====== AVAILABLE RECORDS ======

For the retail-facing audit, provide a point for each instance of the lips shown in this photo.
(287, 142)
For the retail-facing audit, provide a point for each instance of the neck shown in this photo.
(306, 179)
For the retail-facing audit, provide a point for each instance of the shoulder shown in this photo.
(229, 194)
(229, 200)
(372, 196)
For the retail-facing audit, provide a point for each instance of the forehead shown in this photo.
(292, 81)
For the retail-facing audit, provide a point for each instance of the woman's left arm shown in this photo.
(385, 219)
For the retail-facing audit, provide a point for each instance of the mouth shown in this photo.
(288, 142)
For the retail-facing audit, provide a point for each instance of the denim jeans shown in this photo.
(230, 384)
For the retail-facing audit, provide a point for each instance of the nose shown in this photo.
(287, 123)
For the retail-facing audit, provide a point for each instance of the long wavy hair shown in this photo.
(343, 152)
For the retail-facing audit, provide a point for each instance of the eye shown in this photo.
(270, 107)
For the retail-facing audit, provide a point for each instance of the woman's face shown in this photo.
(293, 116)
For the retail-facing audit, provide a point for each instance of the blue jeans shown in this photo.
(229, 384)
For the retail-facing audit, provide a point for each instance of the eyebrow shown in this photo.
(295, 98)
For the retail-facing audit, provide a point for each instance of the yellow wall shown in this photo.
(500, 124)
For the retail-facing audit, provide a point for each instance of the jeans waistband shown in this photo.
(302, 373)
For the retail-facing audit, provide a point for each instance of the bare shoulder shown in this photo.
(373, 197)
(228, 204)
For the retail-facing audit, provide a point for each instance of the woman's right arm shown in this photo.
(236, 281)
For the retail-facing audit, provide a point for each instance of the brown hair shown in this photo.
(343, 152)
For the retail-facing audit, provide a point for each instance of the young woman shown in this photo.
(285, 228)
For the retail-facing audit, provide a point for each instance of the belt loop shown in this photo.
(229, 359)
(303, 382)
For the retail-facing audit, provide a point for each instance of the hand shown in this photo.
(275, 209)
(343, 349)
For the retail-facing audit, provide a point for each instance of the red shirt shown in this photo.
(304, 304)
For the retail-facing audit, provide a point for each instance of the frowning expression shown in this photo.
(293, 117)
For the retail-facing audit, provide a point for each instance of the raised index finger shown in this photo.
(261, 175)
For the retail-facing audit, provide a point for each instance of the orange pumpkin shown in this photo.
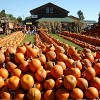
(76, 93)
(5, 94)
(51, 55)
(38, 85)
(41, 74)
(14, 83)
(17, 72)
(62, 94)
(59, 83)
(49, 84)
(27, 81)
(82, 83)
(19, 57)
(91, 93)
(4, 73)
(33, 94)
(10, 66)
(62, 57)
(34, 64)
(24, 66)
(56, 71)
(49, 95)
(2, 57)
(20, 94)
(95, 82)
(70, 82)
(1, 82)
(89, 73)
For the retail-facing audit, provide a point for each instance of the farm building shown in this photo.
(55, 16)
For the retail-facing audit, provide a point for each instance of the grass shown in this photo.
(31, 38)
(66, 41)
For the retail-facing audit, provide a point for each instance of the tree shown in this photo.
(80, 15)
(2, 14)
(19, 19)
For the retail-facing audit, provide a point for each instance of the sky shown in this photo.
(90, 8)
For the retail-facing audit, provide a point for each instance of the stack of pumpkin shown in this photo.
(13, 39)
(26, 73)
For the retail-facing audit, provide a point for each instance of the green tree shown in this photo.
(19, 19)
(80, 15)
(2, 14)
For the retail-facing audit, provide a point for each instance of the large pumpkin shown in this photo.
(34, 64)
(62, 94)
(27, 81)
(34, 94)
(70, 82)
(76, 93)
(2, 57)
(49, 95)
(14, 83)
(56, 71)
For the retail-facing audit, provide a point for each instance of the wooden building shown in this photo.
(48, 10)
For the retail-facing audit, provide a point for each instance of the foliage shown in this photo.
(80, 15)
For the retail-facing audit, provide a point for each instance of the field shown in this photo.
(31, 38)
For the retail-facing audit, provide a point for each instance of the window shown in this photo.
(51, 9)
(47, 9)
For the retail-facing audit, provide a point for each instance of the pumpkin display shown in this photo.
(27, 81)
(48, 70)
(34, 94)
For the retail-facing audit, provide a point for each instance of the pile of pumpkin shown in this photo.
(13, 39)
(82, 40)
(26, 72)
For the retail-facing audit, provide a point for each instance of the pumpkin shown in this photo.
(20, 94)
(59, 83)
(75, 72)
(62, 64)
(14, 83)
(62, 57)
(34, 94)
(1, 82)
(89, 73)
(97, 68)
(10, 66)
(34, 64)
(42, 59)
(24, 66)
(39, 85)
(41, 74)
(76, 93)
(49, 84)
(19, 57)
(51, 55)
(62, 94)
(5, 94)
(4, 73)
(70, 82)
(56, 71)
(2, 57)
(91, 93)
(95, 82)
(77, 64)
(82, 83)
(69, 63)
(27, 81)
(21, 49)
(48, 65)
(49, 95)
(17, 72)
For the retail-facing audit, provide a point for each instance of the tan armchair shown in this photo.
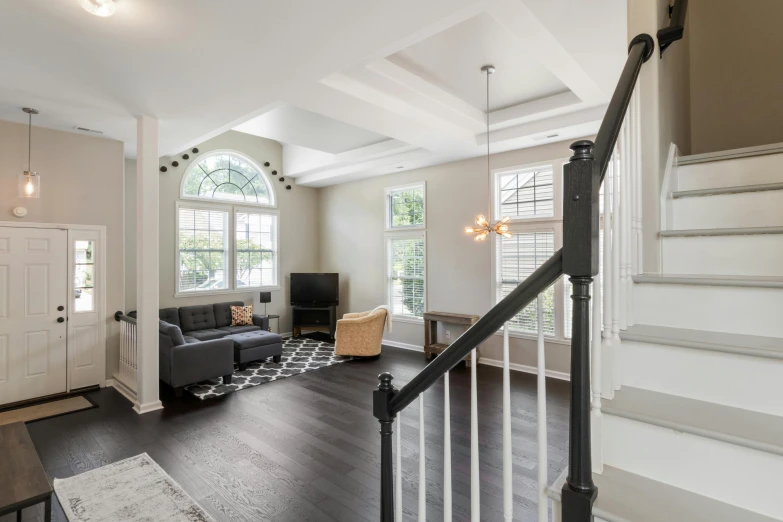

======

**ASSIGNMENT**
All of the entries need to be copied exactly, minus any pictures.

**RESULT OF THE TASK**
For the retail-facing audit, provide a point for each instance of the lips shown in this photo.
(287, 142)
For the retail-facing audit, provide a point for each instance of the neck shown in this photo.
(306, 179)
For the retail-facing audit, provide a point for each instance of the shoulder shown in this photo.
(229, 194)
(229, 200)
(372, 196)
For the retail-facing audit, provide a point for each instance of the forehead shown in this photo.
(292, 81)
For the retail-facing audit, provide a point for each instance of the woman's left arm shown in this photo.
(385, 219)
For the retail-facing audit, provide a point for each instance of the mouth shown in this photo.
(288, 142)
For the retail-facing audit, provide a point for each instance of the denim jeans shown in this photo.
(230, 384)
For the retail-facing audit, provide a point for each instance of the nose shown in this photo.
(287, 123)
For the retail-facing audit, provide a point for each instance of the long wavy hair shown in this photo.
(343, 152)
For the retail-facing audit, provide a point for each instance of the eye shown in this photo.
(270, 107)
For the retail-facing audit, provide a point for each instance of the woman's face shown in this photo.
(293, 116)
For the retail-facing audit, provide a point for each instance of the blue jeans shown in this photo.
(229, 384)
For the retail-facing audit, provide a point for each instance of the eyebrow shown in this photo.
(295, 98)
For the retail-facing audit, provide a point for each instance of the yellow wall shown in this photo.
(500, 124)
For the retail-facing audit, provide a point for each instance of the jeans waistband shown in this photo.
(302, 373)
For the retail-facing audit, provide a point for each instance of the bare shoulder shown in this photo.
(373, 197)
(228, 204)
For the retail-facing audit, provide a point for each instance of the woman's right arm shown in this photo.
(236, 281)
For the retail-facing audit, provide a point for each instance of the brown hair shown in this photo.
(343, 152)
For the retail-facing audit, provide a point for each instance of the young woman shown in this photo.
(285, 228)
For the retail-facing audit, provide a point for each instance of the belt loop shown in this photo.
(229, 359)
(303, 382)
For the retail-facing audit, provide a point for each instance of the hand shown in this photo.
(275, 209)
(343, 349)
For the retail-facing audit, provide a point for each instance of the red shirt shown in this photo.
(304, 304)
For the retail-facing audit, provide a point for each instance of the frowning expression shown in this photo.
(293, 117)
For the retail-facing audit, provide a point for each instance of the raised index finger shown in this photo.
(261, 175)
For the retail-facing audit, provide a point for each instance of the orange pumpkin shown in this photo.
(76, 93)
(5, 94)
(51, 55)
(38, 85)
(41, 74)
(14, 83)
(17, 72)
(62, 94)
(59, 83)
(49, 84)
(27, 81)
(82, 83)
(19, 57)
(91, 93)
(4, 73)
(33, 94)
(10, 66)
(62, 57)
(34, 64)
(24, 66)
(56, 71)
(49, 95)
(2, 57)
(20, 94)
(95, 82)
(70, 82)
(1, 82)
(89, 73)
For the retail-facing audit, provide a point for each instance of the farm building shown in this photo.
(55, 16)
For the retail-facing audit, provide a point for each instance of the grass shown in this photo.
(31, 38)
(66, 41)
For the retail-facing audit, provide a point for each instance of the tree shown in this photo.
(80, 15)
(2, 14)
(19, 19)
For the retail-facing audit, provide a point for each instance of the sky shown in this photo.
(90, 8)
For the retail-facing audit, provide a point for each instance of the stack of pumpkin shown in this photo.
(13, 39)
(26, 73)
For the retail-facing audit, provide a point for each instance of the green tree shown in this photo.
(19, 19)
(80, 15)
(2, 14)
For the retail-facing audit, provide a point for each instance of the large pumpkin shown in this photo.
(34, 64)
(62, 94)
(27, 81)
(34, 94)
(70, 82)
(76, 93)
(2, 57)
(49, 95)
(14, 83)
(56, 71)
For the retail-facing audit, provide a point for each instance of the wooden building shown in this photo.
(48, 10)
For the retail-facing audit, provide a point for each instance of the foliage shown in this photo.
(80, 15)
For the retail-facing audit, provide a point for each instance of the field shown in this photo.
(31, 38)
For the retail-facing audit, provide a point for each instance of the window shown in this photo.
(51, 9)
(47, 9)
For the retail-facing audit, provide a point for each instance of the pumpkin display shown in this photo.
(27, 81)
(48, 70)
(34, 94)
For the retail-facing audit, provide a point for each instance of the pile of pumpkin shown in this photo.
(13, 39)
(82, 40)
(26, 72)
For the retail-facing audit, provide a point for each instance of the pumpkin shown in this photo.
(20, 94)
(59, 83)
(75, 72)
(62, 64)
(14, 83)
(62, 57)
(34, 94)
(1, 82)
(89, 73)
(97, 68)
(10, 66)
(34, 64)
(42, 59)
(24, 66)
(39, 85)
(41, 74)
(76, 93)
(49, 84)
(19, 57)
(51, 55)
(62, 94)
(5, 94)
(4, 73)
(70, 82)
(56, 71)
(2, 57)
(91, 93)
(95, 82)
(77, 64)
(82, 83)
(69, 63)
(27, 81)
(21, 49)
(48, 65)
(49, 95)
(17, 72)
For the retail-facing audit, provide a point for each instance of the tan armchair shown in this photo.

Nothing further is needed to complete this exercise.